» **TASK 1**
Can you quote the records from their first line down to the line containing "x=212, y=86", including both of those lines, and leave the pictures out of your answer?

» **PASSAGE**
★ ★ ★ ★ ★ ★ ★

Re: FS with different folds of CV

Peter Reutemann
> The main aim of my project is to check the consistency of various FS algorithms. One option is to check which metrics FS algorithms select when we use different seeds randomly, taking into account we used the same fold CV. Another option is to assess the consistency of FS when we change the fold number i..e 10 fold, 5 fold, 3 fold etc.
>
> Could you please guide me what other options are available when we change a little bit the training sample so that we evaluate the consistency of FS algorithms?

★ ★ ★ ★ ★ ★ ★

Excerpts from point annotation data:

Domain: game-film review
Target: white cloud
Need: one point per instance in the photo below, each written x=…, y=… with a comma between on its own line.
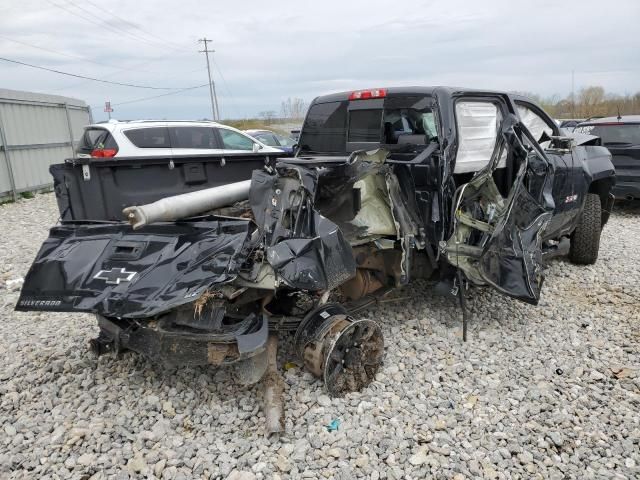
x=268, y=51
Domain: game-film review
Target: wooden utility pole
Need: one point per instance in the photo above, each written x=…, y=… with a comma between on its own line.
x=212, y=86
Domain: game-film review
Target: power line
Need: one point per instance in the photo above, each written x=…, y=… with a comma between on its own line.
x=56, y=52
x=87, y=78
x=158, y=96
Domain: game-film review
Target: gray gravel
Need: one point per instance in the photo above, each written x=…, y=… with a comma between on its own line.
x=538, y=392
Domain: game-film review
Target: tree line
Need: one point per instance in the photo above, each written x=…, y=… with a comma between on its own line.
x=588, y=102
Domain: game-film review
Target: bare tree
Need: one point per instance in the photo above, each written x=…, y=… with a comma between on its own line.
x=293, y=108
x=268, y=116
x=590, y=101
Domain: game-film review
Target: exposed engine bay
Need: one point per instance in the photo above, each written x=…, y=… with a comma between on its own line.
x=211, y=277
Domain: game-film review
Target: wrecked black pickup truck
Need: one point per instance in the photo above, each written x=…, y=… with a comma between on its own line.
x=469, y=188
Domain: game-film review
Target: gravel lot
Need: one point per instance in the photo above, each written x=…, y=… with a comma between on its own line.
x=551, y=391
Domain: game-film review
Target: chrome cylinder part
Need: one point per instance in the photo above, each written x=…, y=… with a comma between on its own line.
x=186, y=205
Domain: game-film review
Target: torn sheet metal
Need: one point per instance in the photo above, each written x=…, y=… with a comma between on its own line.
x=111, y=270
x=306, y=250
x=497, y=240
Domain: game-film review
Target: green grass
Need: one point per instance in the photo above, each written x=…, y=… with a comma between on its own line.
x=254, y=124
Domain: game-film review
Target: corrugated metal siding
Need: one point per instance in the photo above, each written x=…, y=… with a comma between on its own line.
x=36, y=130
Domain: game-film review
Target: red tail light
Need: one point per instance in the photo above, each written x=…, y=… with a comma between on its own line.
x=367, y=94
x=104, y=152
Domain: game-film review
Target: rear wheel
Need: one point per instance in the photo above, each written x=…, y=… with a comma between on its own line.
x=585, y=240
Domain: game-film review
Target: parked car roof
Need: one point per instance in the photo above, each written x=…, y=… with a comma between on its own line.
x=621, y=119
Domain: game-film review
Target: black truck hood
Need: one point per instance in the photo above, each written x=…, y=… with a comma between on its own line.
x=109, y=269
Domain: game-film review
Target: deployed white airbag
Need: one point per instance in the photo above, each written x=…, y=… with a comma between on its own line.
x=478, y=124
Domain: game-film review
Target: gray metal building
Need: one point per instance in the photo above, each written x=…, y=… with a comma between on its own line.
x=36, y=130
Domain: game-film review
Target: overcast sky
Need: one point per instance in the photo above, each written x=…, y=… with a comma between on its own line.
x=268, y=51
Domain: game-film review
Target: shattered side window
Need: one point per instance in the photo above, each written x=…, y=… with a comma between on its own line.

★ ★ ★ ★ ★ ★ ★

» **TASK 2**
Does each statement below agree with the forum post on feature selection consistency? Answer yes or no for each, and quote the words from the post that decide it.
(a) The project's main aim is to check how consistent various FS algorithms are.
(b) One option mentioned is to change the fold number used in cross-validation.
(c) When different random seeds are tried, a different fold CV is used each time.

» **RESPONSE 1**
Domain: game-film review
Target: white cloud
Need: one point per instance in the photo below, each written x=…, y=… with a comma between on its own line.
x=268, y=51
Domain: game-film review
Target: wooden utility pole
Need: one point per instance in the photo above, each written x=…, y=… with a comma between on its own line.
x=212, y=86

» **RESPONSE 2**
(a) Yes: "The main aim of my project is to check the consistency of various FS algorithms."
(b) Yes: "Another option is to assess the consistency of FS when we change the fold number"
(c) No: "taking into account we used the same fold CV."